**Problem statement**
List every line of the data below that contains the string "arched".

**Records provided**
'''
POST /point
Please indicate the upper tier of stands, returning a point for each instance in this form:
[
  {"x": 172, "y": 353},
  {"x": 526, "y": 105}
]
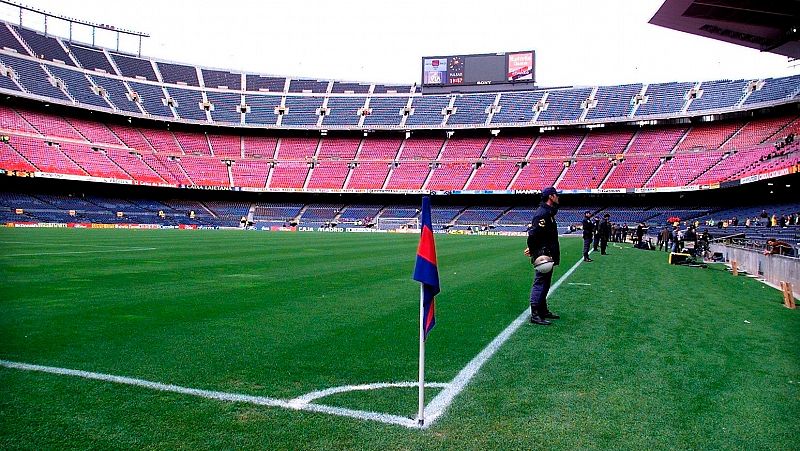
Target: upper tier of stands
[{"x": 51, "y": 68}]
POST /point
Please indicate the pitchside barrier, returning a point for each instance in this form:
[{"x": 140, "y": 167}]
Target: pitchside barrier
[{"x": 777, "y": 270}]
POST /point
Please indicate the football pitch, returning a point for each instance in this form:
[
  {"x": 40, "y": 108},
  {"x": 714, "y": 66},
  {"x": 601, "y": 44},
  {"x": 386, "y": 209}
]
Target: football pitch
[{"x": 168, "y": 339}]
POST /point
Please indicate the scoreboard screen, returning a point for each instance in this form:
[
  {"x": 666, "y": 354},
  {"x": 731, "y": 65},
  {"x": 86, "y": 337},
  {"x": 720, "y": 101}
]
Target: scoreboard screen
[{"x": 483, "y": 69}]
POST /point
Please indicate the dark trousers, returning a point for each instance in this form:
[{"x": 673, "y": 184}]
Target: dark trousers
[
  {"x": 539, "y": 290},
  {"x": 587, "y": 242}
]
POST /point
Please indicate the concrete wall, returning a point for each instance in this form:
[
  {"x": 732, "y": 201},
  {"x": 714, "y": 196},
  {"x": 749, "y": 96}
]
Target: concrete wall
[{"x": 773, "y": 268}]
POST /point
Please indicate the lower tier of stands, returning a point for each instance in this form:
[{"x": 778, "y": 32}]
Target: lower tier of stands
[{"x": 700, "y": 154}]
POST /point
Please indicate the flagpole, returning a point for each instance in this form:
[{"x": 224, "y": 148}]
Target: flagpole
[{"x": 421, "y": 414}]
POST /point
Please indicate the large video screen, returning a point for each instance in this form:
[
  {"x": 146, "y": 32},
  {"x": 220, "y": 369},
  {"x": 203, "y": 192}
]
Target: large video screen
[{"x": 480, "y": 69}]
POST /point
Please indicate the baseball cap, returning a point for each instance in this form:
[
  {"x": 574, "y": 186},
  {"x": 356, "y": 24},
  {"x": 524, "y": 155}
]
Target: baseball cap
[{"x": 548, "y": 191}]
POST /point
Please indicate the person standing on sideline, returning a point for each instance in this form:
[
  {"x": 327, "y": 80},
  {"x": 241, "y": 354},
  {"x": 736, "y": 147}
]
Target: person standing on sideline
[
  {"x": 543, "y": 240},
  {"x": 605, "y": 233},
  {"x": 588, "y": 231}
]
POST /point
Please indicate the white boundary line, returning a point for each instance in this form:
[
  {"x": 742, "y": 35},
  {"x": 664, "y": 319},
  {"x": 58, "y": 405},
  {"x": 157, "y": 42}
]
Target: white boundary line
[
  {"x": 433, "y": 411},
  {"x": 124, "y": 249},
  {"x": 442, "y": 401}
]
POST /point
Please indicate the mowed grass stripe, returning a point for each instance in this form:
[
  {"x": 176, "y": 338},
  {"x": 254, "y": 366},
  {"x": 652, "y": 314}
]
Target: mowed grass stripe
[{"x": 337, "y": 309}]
'''
'''
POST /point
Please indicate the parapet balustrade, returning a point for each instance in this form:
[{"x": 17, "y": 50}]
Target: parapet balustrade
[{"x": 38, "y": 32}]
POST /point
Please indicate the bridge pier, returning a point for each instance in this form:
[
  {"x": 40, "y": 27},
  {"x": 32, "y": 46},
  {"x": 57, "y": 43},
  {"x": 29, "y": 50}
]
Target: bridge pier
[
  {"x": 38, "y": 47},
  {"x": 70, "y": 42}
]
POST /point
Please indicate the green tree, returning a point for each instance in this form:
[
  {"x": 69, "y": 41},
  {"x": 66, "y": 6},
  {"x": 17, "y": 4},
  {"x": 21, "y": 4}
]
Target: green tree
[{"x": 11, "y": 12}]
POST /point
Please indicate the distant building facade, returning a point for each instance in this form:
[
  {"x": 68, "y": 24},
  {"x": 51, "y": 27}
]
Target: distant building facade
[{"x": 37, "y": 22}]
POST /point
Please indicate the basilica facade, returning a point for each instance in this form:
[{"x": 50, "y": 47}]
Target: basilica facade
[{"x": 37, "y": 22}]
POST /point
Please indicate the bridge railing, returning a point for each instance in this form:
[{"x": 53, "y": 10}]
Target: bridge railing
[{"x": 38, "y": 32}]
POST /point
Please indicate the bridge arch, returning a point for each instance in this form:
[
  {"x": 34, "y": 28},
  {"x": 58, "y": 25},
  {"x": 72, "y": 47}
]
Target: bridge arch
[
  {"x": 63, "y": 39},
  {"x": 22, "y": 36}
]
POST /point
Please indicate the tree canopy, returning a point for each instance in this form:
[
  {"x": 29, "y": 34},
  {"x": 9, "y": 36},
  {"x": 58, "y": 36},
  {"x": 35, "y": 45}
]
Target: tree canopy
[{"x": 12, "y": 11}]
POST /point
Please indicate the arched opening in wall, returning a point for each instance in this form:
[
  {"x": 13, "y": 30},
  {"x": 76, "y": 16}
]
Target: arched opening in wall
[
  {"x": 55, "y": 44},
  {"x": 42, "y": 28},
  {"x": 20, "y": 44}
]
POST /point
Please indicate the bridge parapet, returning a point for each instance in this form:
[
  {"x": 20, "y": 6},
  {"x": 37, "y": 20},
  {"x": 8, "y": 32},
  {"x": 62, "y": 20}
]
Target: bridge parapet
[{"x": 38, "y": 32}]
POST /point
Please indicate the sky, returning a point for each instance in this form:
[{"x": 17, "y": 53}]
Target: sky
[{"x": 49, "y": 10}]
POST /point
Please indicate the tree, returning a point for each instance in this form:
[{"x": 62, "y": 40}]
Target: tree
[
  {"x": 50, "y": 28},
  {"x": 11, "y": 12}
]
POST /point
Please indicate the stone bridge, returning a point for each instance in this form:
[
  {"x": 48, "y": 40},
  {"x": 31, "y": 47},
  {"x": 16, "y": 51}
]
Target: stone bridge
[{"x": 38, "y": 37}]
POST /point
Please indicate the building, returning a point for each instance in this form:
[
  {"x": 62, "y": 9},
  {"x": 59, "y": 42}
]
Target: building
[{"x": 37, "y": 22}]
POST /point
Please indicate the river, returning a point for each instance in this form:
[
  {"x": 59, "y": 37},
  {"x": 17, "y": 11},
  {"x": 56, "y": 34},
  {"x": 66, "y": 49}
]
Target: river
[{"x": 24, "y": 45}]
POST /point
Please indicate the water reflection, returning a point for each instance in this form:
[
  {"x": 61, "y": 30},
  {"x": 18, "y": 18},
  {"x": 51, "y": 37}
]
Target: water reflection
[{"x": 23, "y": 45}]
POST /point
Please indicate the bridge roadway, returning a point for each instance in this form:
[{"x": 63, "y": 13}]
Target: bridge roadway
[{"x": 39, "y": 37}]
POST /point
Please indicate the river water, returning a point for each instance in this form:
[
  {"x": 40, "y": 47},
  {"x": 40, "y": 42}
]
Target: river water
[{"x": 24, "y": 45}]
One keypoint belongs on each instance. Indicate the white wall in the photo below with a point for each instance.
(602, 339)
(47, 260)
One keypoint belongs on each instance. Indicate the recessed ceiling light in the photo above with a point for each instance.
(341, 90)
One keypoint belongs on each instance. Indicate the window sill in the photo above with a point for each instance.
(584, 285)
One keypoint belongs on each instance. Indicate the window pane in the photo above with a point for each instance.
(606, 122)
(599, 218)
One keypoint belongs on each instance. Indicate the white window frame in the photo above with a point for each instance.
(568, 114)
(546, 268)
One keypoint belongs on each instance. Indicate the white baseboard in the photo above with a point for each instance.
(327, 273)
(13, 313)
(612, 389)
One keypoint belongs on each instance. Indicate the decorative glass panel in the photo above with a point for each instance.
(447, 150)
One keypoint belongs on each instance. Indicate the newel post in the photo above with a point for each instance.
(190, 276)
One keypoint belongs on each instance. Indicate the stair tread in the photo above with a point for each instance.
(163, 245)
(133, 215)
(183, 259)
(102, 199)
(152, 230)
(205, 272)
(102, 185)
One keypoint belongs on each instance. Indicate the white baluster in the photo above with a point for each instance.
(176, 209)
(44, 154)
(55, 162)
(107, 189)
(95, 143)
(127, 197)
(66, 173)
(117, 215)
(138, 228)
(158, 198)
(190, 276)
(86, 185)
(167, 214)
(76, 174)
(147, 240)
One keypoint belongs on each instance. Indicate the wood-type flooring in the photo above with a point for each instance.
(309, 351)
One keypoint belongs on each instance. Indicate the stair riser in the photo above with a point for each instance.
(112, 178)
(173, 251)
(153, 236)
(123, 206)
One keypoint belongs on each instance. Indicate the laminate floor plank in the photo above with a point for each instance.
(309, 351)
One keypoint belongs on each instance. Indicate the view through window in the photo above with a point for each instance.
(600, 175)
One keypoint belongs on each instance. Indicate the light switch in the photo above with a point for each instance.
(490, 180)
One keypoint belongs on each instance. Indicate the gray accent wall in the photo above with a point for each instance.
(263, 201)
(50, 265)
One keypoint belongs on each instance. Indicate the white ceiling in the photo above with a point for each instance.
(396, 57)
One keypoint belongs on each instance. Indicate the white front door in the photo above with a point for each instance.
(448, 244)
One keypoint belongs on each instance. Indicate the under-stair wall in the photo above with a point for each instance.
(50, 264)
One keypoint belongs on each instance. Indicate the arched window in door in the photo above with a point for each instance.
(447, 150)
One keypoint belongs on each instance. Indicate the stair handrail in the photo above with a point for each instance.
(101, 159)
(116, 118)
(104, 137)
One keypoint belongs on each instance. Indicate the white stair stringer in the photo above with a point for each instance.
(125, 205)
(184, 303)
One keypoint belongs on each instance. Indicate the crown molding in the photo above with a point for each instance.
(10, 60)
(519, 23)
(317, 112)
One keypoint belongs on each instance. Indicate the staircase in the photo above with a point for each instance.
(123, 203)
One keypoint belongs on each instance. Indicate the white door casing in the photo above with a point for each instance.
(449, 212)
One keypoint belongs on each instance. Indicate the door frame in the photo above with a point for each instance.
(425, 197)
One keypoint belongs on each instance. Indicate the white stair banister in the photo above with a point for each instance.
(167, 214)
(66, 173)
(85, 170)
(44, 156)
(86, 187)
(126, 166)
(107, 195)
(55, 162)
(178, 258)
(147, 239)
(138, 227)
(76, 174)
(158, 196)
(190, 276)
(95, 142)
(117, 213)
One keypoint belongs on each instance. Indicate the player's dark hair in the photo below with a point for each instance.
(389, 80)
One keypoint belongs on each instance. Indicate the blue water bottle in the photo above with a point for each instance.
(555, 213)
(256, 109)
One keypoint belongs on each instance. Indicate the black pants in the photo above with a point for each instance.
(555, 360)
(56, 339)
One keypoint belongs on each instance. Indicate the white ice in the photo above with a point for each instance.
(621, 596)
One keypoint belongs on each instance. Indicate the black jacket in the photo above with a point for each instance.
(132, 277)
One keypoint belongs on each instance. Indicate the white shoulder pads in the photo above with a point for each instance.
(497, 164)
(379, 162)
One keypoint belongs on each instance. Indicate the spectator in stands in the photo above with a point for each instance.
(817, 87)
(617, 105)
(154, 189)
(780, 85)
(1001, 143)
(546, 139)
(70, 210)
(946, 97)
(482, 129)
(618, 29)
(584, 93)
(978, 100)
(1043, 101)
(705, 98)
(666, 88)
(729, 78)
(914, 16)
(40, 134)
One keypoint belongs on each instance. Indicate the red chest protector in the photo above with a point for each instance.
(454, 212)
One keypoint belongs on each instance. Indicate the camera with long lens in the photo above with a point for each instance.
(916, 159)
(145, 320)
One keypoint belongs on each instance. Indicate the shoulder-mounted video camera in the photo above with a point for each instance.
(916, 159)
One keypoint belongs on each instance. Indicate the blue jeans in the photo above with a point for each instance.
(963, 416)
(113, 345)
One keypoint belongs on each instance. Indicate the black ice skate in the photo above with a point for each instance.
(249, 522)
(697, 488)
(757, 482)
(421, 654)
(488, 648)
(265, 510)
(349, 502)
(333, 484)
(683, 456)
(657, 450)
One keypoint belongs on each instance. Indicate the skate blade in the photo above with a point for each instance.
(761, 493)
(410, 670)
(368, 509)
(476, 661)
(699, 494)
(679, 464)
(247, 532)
'''
**Response**
Please indicate the arched opening in wall, returning a point for each instance in this form:
Target: arched opening in wall
One keypoint belongs on each instance. Indicate the arched window in door in the photo above with a point for each instance.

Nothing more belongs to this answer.